TASK TO CARRY OUT => Retyping the entries exactly is all that is required.

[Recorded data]
-- Opening Marker --

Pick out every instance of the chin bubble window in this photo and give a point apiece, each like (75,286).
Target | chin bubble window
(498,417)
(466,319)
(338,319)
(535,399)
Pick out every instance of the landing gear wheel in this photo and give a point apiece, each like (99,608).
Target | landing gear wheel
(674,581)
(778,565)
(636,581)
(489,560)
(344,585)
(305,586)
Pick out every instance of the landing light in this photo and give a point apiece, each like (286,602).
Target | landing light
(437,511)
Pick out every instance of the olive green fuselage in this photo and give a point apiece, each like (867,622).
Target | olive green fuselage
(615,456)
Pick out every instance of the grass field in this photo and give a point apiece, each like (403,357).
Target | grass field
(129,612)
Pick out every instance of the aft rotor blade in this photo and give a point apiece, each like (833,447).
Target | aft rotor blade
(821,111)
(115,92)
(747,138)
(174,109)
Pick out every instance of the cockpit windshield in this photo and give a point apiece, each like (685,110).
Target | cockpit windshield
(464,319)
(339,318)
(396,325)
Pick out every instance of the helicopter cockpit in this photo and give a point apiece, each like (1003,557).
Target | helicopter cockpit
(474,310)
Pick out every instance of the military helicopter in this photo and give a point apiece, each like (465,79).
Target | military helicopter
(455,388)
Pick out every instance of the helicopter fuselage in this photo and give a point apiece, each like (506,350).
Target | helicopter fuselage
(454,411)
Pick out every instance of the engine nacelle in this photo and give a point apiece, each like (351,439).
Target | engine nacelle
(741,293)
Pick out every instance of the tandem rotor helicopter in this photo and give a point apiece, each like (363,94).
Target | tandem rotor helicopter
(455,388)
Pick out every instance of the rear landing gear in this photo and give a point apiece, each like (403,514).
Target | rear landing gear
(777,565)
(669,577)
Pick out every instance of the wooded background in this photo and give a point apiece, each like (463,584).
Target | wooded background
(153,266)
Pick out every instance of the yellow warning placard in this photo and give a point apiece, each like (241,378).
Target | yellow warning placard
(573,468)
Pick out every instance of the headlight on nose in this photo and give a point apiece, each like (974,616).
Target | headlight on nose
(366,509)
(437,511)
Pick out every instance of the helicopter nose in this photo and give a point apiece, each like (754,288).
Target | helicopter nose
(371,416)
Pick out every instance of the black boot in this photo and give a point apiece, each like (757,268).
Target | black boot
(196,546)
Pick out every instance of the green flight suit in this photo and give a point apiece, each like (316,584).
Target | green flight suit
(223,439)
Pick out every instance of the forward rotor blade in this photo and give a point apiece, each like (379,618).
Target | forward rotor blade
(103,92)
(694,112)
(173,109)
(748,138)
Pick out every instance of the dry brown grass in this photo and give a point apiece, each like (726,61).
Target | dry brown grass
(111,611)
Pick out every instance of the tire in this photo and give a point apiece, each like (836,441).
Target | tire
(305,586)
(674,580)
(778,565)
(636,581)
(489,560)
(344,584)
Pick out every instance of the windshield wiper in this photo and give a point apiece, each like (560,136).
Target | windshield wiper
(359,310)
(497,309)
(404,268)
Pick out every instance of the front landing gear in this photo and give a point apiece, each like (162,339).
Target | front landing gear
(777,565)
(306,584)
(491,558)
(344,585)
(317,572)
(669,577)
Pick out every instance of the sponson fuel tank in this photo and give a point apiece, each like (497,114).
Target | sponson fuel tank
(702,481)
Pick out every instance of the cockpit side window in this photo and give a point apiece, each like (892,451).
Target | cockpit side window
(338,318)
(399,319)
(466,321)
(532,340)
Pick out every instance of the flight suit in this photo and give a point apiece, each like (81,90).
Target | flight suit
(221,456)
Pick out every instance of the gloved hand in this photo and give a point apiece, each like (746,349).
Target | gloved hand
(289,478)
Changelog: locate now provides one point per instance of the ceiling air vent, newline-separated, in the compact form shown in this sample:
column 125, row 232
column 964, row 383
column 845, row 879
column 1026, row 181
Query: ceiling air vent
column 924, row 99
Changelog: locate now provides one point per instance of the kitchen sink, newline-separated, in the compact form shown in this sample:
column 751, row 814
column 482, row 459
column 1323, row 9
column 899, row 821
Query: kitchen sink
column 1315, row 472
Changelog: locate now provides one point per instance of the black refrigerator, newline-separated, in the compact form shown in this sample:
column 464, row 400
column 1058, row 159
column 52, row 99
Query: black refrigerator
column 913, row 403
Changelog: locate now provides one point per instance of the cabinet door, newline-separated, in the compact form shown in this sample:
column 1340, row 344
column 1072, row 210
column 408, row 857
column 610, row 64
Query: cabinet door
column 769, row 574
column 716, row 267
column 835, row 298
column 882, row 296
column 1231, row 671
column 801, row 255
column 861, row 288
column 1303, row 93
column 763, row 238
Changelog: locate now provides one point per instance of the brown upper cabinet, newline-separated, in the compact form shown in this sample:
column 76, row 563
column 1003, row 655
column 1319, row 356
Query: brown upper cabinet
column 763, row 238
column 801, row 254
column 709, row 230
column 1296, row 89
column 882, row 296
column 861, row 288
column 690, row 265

-- Closing Marker --

OUTPUT OF THE TASK =>
Pick out every instance of the chin bubble window in this photo and give a point apiece, each like (75,286).
Target | chin bubble window
(498,417)
(466,319)
(338,319)
(535,399)
Pick out every instance of the landing gear wheel in this photo and give a point apiece, each like (99,608).
Target | landing gear wheel
(674,581)
(778,565)
(636,581)
(489,560)
(344,585)
(305,586)
Pick out every instance of the landing light in this photo and give a point apiece, each like (286,602).
Target | landing light
(437,511)
Pick out every instance of the olive green fuselage in this photo and give a point apiece, each like (867,622).
Target | olive green fuselage
(615,456)
Pick out every instance of the grass field in this photo and give a point apiece, each like (403,357).
Target | grass field
(129,612)
Pick out every instance of the aft rotor blade in this photo and give a point apiece, each like (833,447).
Target | aft rotor blade
(821,111)
(115,92)
(747,138)
(174,109)
Pick out every instance of the cockpit windshield in this photo and give a point apiece, each like (685,110).
Target | cockpit windshield
(464,319)
(339,318)
(396,325)
Pick out every instance of the helicopter cockpit in this photo and give a point apiece, each like (1003,557).
Target | helicopter cockpit
(474,310)
Pick out every instance of the military helicopter in this photo and give a point apiece, each like (465,79).
Target | military helicopter
(455,388)
Pick out every instance of the helicopter fuselage in this photo and give a point apiece, each like (506,350).
Target | helicopter fuselage
(454,411)
Pick out every instance of the engine nacelle in this photo and give a point apiece, each like (351,439).
Target | engine nacelle
(741,293)
Pick out every instance of the tandem rotor helicopter in this photo and give a point apiece, each like (363,94).
Target | tandem rotor helicopter
(455,388)
Pick out every instance of the rear landing gear in this photo and give a point apiece, each like (403,514).
Target | rear landing gear
(777,565)
(669,577)
Pick out every instance of the wooded background in this photo and give a point apiece, each like (463,584).
Target | wooded background
(153,266)
Pick out every instance of the yellow warning placard in this photo and give a point apiece, each like (241,378).
Target | yellow warning placard
(573,468)
Pick out every instance of the headlight on nose in this photo and give a point apiece, each like (974,616).
Target | headlight on nose
(366,509)
(437,511)
Pick out every instance of the helicopter nose in this photo and give a point apiece, each like (754,288).
Target | helicopter nose
(371,416)
Pick out every instance of the black boot in this photo and give a point apiece, each like (757,268).
Target | black boot
(196,546)
Pick out every instance of the green flight suit in this photo and give a point apiece, each like (316,584).
Target | green flight suit
(223,439)
Pick out every instance of the forward rotor blade in this photo and give a point apiece, each like (379,618).
Target | forward rotor blade
(103,92)
(694,112)
(173,109)
(748,138)
Pick out every instance of the dry brown grass in this photo and give a point apiece, each like (726,61).
Target | dry brown grass
(111,611)
Pick out every instance of the tire in this photo and give a point apiece, each like (836,441).
Target | tire
(305,586)
(674,580)
(778,565)
(636,581)
(489,560)
(344,584)
Pick out every instance of the windshield wiper in this photo and give a point apiece, each like (560,136).
Target | windshield wiper
(359,310)
(497,309)
(404,268)
Pick out every instance of the front landing gear in this photo and give a point apiece, each like (162,339).
Target | front landing gear
(777,565)
(306,584)
(491,558)
(344,585)
(317,572)
(669,577)
Pick out every instance of the sponson fuel tank in this photo and give a point apiece, each like (497,114).
Target | sponson fuel tank
(702,481)
Pick out every instance of the cockpit side window in this photo and give a point apiece, each like (892,451).
Target | cockpit side window
(338,318)
(399,319)
(466,321)
(532,340)
Pick out every instance of the flight suit in this photo and give a point apiece, each like (81,90).
Target | flight suit
(221,456)
Pick out every instance of the gloved hand in this photo and give a point apiece, each like (746,349).
Target | gloved hand
(289,478)
Changelog: locate now provides one point per instance of the ceiling air vent, newline-separated, in the compact form shown in this sample:
column 125, row 232
column 964, row 383
column 845, row 879
column 1026, row 181
Query: ceiling air vent
column 924, row 99
Changelog: locate now provides one point per instance of the kitchen sink, newline-separated, in the compact form shown in this sample:
column 751, row 814
column 482, row 459
column 1323, row 9
column 899, row 821
Query: kitchen sink
column 1315, row 472
Changelog: locate now provides one point per instance of the black refrigerator, newline-separated, in the compact form shown in this sample:
column 464, row 400
column 1058, row 159
column 52, row 99
Query: black refrigerator
column 913, row 403
Changelog: locate now provides one point per instance of the cabinet door, newline-separated, in the compact form shown in this sample:
column 1340, row 344
column 1072, row 210
column 408, row 857
column 610, row 64
Query: cabinet door
column 769, row 574
column 716, row 267
column 835, row 298
column 882, row 296
column 1231, row 671
column 801, row 255
column 861, row 288
column 1303, row 93
column 763, row 238
Changelog: locate now provides one point per instance of the brown upper cabinet, newline-separated, in the compact form shown in this sample:
column 76, row 563
column 1003, row 655
column 1319, row 356
Query: brown upper cabinet
column 763, row 238
column 801, row 254
column 709, row 230
column 1296, row 89
column 882, row 296
column 861, row 288
column 690, row 265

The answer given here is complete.